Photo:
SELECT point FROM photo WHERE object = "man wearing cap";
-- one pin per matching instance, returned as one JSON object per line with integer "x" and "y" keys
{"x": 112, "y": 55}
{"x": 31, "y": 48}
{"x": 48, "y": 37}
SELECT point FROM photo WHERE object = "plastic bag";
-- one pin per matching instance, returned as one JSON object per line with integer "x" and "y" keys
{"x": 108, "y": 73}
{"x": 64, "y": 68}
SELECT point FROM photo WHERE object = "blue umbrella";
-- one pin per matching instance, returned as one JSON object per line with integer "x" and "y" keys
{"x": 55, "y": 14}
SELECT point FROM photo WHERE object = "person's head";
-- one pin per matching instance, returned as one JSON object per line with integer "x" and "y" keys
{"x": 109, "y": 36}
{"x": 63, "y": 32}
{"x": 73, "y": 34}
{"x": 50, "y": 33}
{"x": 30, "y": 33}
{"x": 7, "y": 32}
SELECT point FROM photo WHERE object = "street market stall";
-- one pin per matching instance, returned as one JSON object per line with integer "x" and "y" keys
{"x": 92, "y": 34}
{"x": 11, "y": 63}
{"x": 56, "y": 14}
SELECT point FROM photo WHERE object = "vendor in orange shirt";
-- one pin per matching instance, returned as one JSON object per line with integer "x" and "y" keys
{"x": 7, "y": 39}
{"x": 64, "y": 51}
==================================================
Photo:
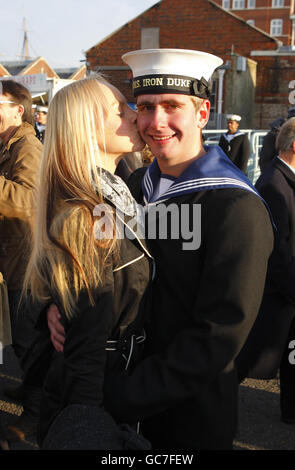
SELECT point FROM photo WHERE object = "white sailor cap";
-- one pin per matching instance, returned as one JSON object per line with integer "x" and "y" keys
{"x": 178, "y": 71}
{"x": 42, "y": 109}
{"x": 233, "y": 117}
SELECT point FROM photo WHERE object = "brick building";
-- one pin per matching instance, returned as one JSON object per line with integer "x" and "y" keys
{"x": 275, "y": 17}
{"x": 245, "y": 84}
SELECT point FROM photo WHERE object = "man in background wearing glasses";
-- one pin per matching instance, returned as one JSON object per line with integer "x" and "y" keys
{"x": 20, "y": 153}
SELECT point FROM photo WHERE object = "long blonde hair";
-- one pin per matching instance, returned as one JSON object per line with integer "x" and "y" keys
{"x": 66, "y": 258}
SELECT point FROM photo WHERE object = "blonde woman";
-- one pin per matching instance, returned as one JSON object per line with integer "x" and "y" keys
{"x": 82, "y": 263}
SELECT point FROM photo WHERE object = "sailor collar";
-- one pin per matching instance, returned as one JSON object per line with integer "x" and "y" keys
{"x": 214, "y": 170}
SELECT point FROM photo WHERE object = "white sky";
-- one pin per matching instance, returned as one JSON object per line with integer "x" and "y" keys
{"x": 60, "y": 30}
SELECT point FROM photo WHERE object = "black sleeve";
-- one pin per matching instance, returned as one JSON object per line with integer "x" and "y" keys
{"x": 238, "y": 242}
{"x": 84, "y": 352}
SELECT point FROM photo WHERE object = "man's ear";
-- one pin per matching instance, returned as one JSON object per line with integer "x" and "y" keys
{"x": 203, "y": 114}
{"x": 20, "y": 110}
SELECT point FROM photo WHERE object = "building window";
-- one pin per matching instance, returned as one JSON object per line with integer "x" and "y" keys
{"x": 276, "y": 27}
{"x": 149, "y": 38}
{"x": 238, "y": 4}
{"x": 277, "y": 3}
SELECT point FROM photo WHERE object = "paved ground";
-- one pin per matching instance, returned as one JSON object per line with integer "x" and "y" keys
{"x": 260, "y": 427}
==================================================
Gather every line from the listing above in which the word "building" appears.

YOUR RESPONSE »
SELECT point FROM photo WHERE object = "brick building";
SELECT point FROM photo WHERE object = "building window";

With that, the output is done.